> **Seçilen metin**:
15 Ağustos 2021 Pazar

Muharrem ayı geldi. Kerbela şehitlerine ve zalimler karşısında dik duranlara selam olsun!



Muharrem ayı geldi. İnsanlar yas tutuyor. Oruç tutuyorlar. aç ve susuz kalıyorlar. Neyin açlığı? Neyin orucu? Neyin susuzluğu? Hazreti Hüseyin ve arkadaşlarının Kerbela’da şehit edilmelerinin yasını tutuyorlar. Belki siz de tutuyorsunuzdur.

 

Bu elim olayları hatırlamamız gerekiyor. Onlardan ders almamız lazım. O 72 kişiyi öldürenler, Yezit ve arkadaşları Müslümandılar. Kendilerine Müslüman diyorlardı. Belki de “Allah” diyerek mızraklarını oklarını, kılıçlarını çektiler ve o insanları öldürdüler. Ehli Beyt bu konuda çok hassas. Alevi arkadaşları onun için takdir ediyorum. Ben de daha hassas olmam gerektiğini düşündüğüm için birkaç kelime edeyim dedim.

 

Bizim Gül teyzemiz var. Canımız Gül teyzemiz… Gül teyze İzmir’de komşumuz. Hanım onun evine gittiğinde duvarda Hz. Ali’nin portresini görmüş. Teyzem “Kızım, biz Ali’yi severiz” demiş. Ne kadar şaşırtıcı değil mi? Evine gelen misafirine Hz. Ali’yi sevdiğini ezilerek söylüyor. Kim bilir hangi travmalardan geçmiş insanlar ki, böyle düşünüyorlar… Halen daha, bu yaşadıklarımdan sonra bile onları tam anlayabildiğimi zannetmiyorum. 

 

Teyze, biz de Ali’yi severiz. Nasıl sevmeyiz ki Ali’yi… Peygamberimiz “Nimetleriyle sizi beslediği için Allah’ı sevin. Beni de Allah sevgisi için sevin. Ehli Beytimi de benim sevgim için sevin.” demiş.

Böyle demesine rağmen insanlar onu nasıl öldürebildi? O 72 kişi katledilirken diğer insanlar neden seslerini çıkarmadılar? Belki onlar seslerini çıkarsalardı, o zulme dur deselerdi, o zaman tarih değişir miydi? Daha mu farklı olurdu? Bugünün Müslümanları da zulme daha mı fazla ses çıkarırdı? Görüyorum ki bugün de Müslümanlar güce boyun eğiyorlar ve zalimlere sessiz kalıyorlar. Bu beni çok üzüyor. Kahredici bir durum… Bunu yaparken dindar olduklarını söylemeleri de bir o kadar üzücü.

 

Tarih boyunca da bu değişmemiş maalesef. Mesela, Pir Sultan Abdal şehit edilirken de aynı saikler söz konusu. Ne uğruna yapılıyor demek ki? Siyaset uğruna yapılıyor. Siyasi tarafgirlik insanların inançlarının, değerlerinin önüne geçebiliyor demek ki. O zamanda Hz. Hüseyin’i şehit edenler de siyasi tarafgirlik için yaptılar bunu; daha yakın zamanda Pir Sultan Abdal’ı katledenler de bunu siyasi tarafgirlik için yaptılar.

> **Yapacağınız iş**:
Yukarıdaki Muharrem ve Kerbela yazısını, son cümlesinden sonrasını yazarak sürdürün.

> **Kaynak malzeme**:

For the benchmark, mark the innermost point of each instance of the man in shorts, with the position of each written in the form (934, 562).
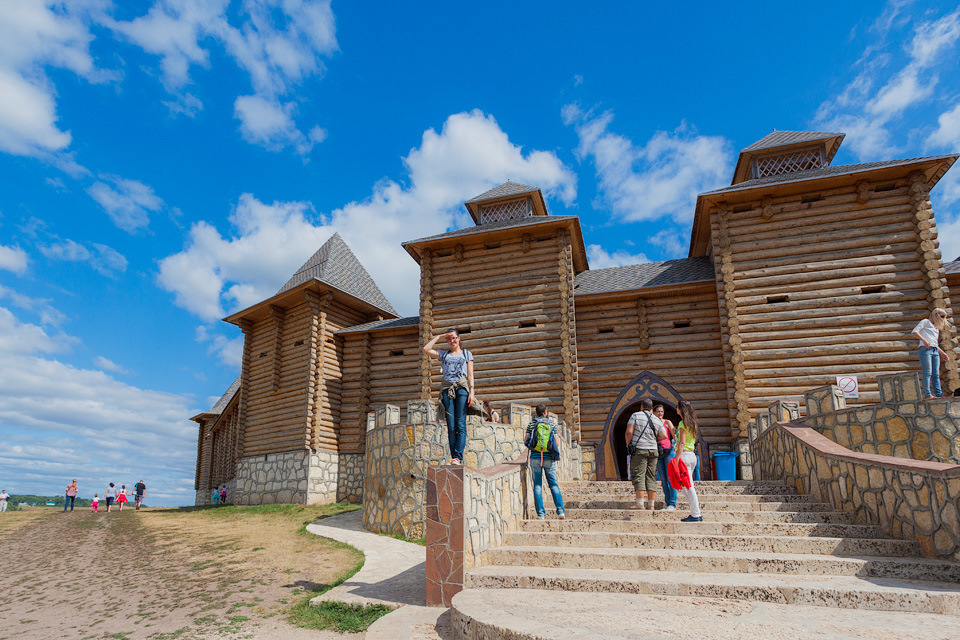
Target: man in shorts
(139, 490)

> **Alıştırmanın cevabı**:
 

Size Pir Sultan Abdal’la ilgili anlatılan kıssadan okumak istiyorum:

http://sivas.bel.tr/Files/PDF/ekitap/%C5%9EEHRENG%C4%B0ZLER/Bir%20Tutam%20Ge%C3%A7mi%C5%9F%2018%20EYL.pdf

Malumunuz Pir Sultan Sivaslı. Orada insanları irşat ediyor. Bir gün kendisine bir talebe geliyor. Talebenin adı Hızır. Hızır destur istiyor. İlim öğrenmek, kendini geliştirmek istiyor. Müsaade ediliyor kendisine. Pir Sultan ocağında diz kırdı, himmet diledi. Bir garip köylüydü işte… Bugünkü zalimler de bir garip köylüydü. Şimdi milletvekili olmuşlar. Bakan, Başbakan, Cumhurbaşkanı olmuşlar ama geçmişlerine baktığınızda bir garip köylü… Orak biçti, koyun kırktı, inek sağdı, keçi otlattı. Pir Sultan’ın kapısında sazına ses verdi, yüzüne renk geldi, azap iken mürit oldu. Yol öğrendi, edep öğrendi.

 

“Pirim!” dedi. “Bir koca sene oldu kapında hizmet ettim. Bu yoksul dervişine dua buyursan da payitahta gitsem. Gördüğüm edep erkan ile yükselsem. İlim öğrensem.” Hırslı tabii… Yükselmek istiyor. Milletvekili olmak istiyor. Bakan olmak istiyor. İçişleri bakanı olacak… Pir Sultan kırmadı müridini. Onun eksikliklerini bilse de isteğini kabul edip uğurladı.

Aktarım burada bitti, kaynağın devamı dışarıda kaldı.